WORK TO COMPLETE
Answer these questions from the grape seed oil text below:
(a) Why does grape seed oil contain only negligible amounts of proanthocyanidins and resveratrol?
(b) What percentage of the oil's fatty acid profile is linoleic acid?
(c) How does the text describe melasma?

TEXT PROVIDED
================

Bath & Body Inspired by Nature

 As if the production of wine from grapes wasn't enough of a blessing, now we also get to enjoy the benefits of grape seed oil (Vitis vinifera)!

Unfortunately, many other sites promoting grape seed oil like to make the claim that it is loaded with proanthocyanidins and the highly acclaimed resveratrol.  The truth is that these active compounds are found only in negligible amount in grape seed oil because they are mostly insoluble in lipids (oil).  To add the benefits of resveratrol try looking for a product containing grape seed extract.

So now you may wonder where the benefits of grape seed oil come from?  Ahh, not to worry!  Grape seed oil amazes with some wonderful topical results.  Let's start by looking at its fatty acid profile:

Linoleic acid/omega 6 (69%), oleic acid (16%), palmitic acid (7%), stearic acid (4%), and alpha-linolenic acid/omega 3 (0.1%).  In fact, grape seed oil contains higher amounts of linoleic acid than most other carrier oil. http://www.ncbi.nlm.nih.gov/pubmed/22271548  This fatty acid is important for your skin's cell membrane integrity.  The benefits of grape seed oil include the ability to have regenerative and restructuring qualities, as well as great skin moisturizing properties.

The high linoleic acid content also explains why grape seed oil is considered effective in the treatment of melasma patients.  In the following study linoleic acid reduced the melasma size and severity by nearly 69%, and 44% of these patients stated they observed a moderate improvement vs none from the other two study arms. http://www.ncbi.nlm.nih.gov/pubmed/12172049  Melasma is characterized by irregular discoloration patches on the face as a result of sun exposure.

================

RECORDS SUPPLIED
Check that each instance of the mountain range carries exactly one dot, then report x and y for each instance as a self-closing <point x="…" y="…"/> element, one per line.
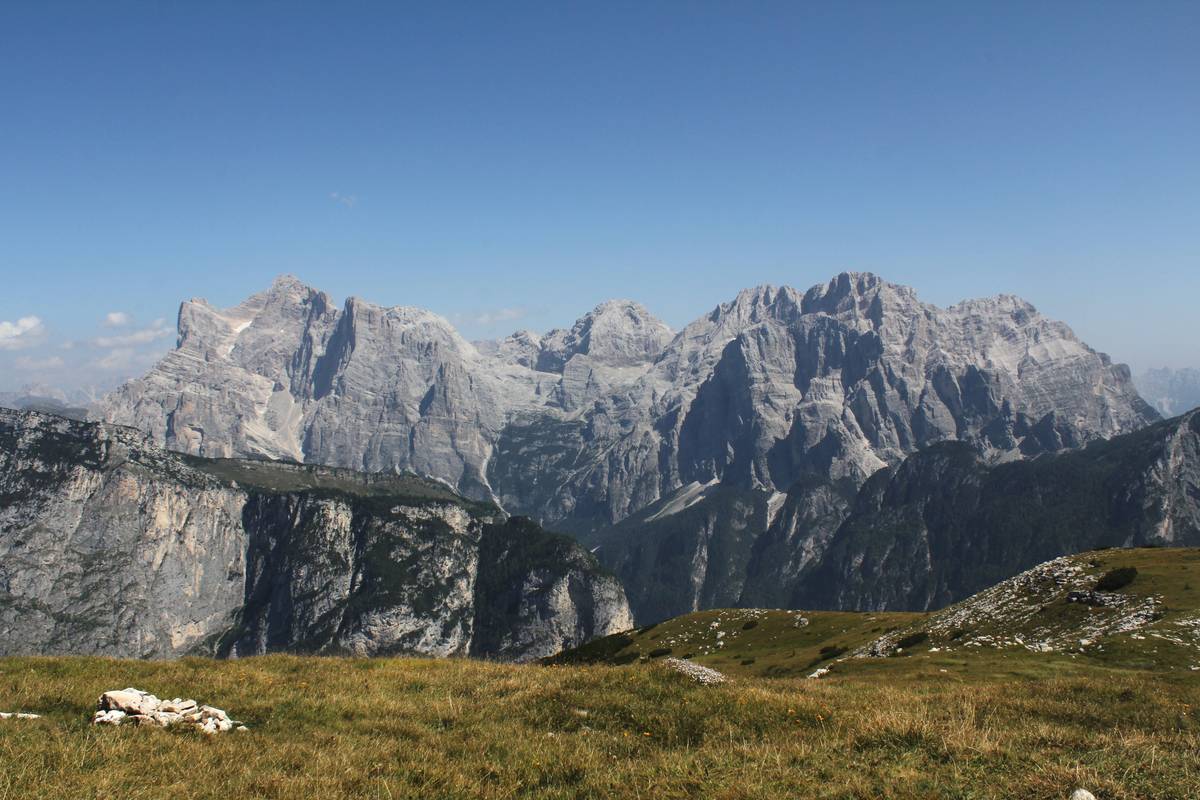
<point x="847" y="446"/>
<point x="612" y="428"/>
<point x="111" y="545"/>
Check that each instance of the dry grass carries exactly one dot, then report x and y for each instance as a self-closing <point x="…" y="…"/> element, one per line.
<point x="420" y="728"/>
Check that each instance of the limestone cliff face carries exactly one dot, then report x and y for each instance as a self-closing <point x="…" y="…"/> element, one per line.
<point x="111" y="545"/>
<point x="946" y="524"/>
<point x="585" y="427"/>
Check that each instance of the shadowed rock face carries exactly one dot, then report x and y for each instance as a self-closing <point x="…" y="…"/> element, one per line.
<point x="942" y="524"/>
<point x="946" y="524"/>
<point x="583" y="427"/>
<point x="1170" y="391"/>
<point x="112" y="545"/>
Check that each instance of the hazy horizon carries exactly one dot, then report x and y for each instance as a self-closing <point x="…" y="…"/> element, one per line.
<point x="513" y="167"/>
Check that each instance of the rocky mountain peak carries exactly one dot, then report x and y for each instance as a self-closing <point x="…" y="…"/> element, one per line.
<point x="616" y="413"/>
<point x="617" y="332"/>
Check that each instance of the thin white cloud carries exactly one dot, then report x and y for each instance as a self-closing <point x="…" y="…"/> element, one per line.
<point x="19" y="335"/>
<point x="40" y="365"/>
<point x="157" y="330"/>
<point x="493" y="317"/>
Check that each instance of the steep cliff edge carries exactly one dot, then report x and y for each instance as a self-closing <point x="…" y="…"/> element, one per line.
<point x="585" y="427"/>
<point x="945" y="524"/>
<point x="112" y="545"/>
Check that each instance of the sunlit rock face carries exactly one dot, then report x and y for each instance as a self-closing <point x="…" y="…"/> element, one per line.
<point x="111" y="545"/>
<point x="585" y="426"/>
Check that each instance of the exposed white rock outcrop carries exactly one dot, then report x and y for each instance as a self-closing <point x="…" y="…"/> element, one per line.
<point x="135" y="707"/>
<point x="701" y="674"/>
<point x="113" y="546"/>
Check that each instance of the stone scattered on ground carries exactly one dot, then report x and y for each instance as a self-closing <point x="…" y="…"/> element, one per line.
<point x="700" y="674"/>
<point x="135" y="707"/>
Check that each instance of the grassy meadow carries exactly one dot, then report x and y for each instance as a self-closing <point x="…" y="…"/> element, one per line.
<point x="993" y="727"/>
<point x="1119" y="716"/>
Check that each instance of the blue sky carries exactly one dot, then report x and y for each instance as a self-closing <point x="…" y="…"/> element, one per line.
<point x="513" y="164"/>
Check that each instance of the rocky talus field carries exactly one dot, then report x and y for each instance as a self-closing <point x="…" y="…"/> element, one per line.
<point x="1080" y="674"/>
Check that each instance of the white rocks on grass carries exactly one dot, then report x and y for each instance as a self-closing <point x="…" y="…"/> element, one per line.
<point x="697" y="673"/>
<point x="132" y="705"/>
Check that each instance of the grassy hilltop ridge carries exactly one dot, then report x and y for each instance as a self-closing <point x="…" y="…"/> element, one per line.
<point x="936" y="719"/>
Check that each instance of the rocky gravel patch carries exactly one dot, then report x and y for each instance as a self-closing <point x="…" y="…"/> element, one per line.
<point x="135" y="707"/>
<point x="703" y="675"/>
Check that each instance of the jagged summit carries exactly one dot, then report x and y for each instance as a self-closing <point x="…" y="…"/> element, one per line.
<point x="617" y="332"/>
<point x="618" y="411"/>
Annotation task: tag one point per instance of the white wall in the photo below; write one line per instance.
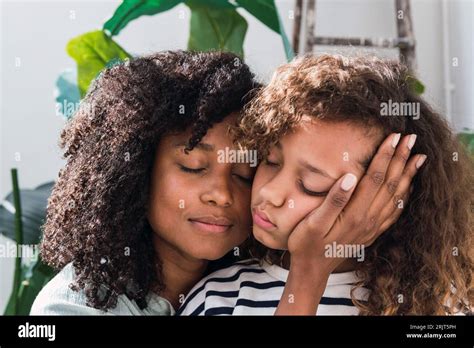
(37, 33)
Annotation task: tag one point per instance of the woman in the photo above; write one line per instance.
(143, 206)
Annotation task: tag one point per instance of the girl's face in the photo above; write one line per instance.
(199, 206)
(300, 170)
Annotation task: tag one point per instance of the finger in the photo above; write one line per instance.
(394, 173)
(324, 217)
(371, 182)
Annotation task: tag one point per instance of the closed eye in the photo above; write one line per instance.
(191, 170)
(311, 193)
(270, 163)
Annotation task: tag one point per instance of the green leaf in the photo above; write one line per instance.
(34, 276)
(266, 12)
(415, 85)
(215, 28)
(132, 9)
(67, 93)
(33, 205)
(92, 52)
(467, 139)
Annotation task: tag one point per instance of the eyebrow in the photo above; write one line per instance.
(316, 170)
(201, 146)
(366, 161)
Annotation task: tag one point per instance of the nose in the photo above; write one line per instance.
(218, 193)
(273, 192)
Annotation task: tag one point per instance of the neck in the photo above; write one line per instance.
(348, 265)
(180, 272)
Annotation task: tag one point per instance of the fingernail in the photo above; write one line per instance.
(395, 140)
(348, 182)
(411, 141)
(420, 161)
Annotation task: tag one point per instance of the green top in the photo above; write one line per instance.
(56, 298)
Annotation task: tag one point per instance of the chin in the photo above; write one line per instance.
(211, 252)
(268, 239)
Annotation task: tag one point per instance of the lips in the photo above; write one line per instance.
(262, 220)
(214, 224)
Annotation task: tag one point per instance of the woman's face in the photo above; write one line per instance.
(198, 205)
(300, 170)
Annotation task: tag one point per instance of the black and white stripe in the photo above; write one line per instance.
(248, 288)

================

ANSWER TO THIS PROBLEM
(a) These compounds are mostly insoluble in lipids (oil).
(b) 69%.
(c) Melasma is irregular discoloration patches on the face that result from sun exposure.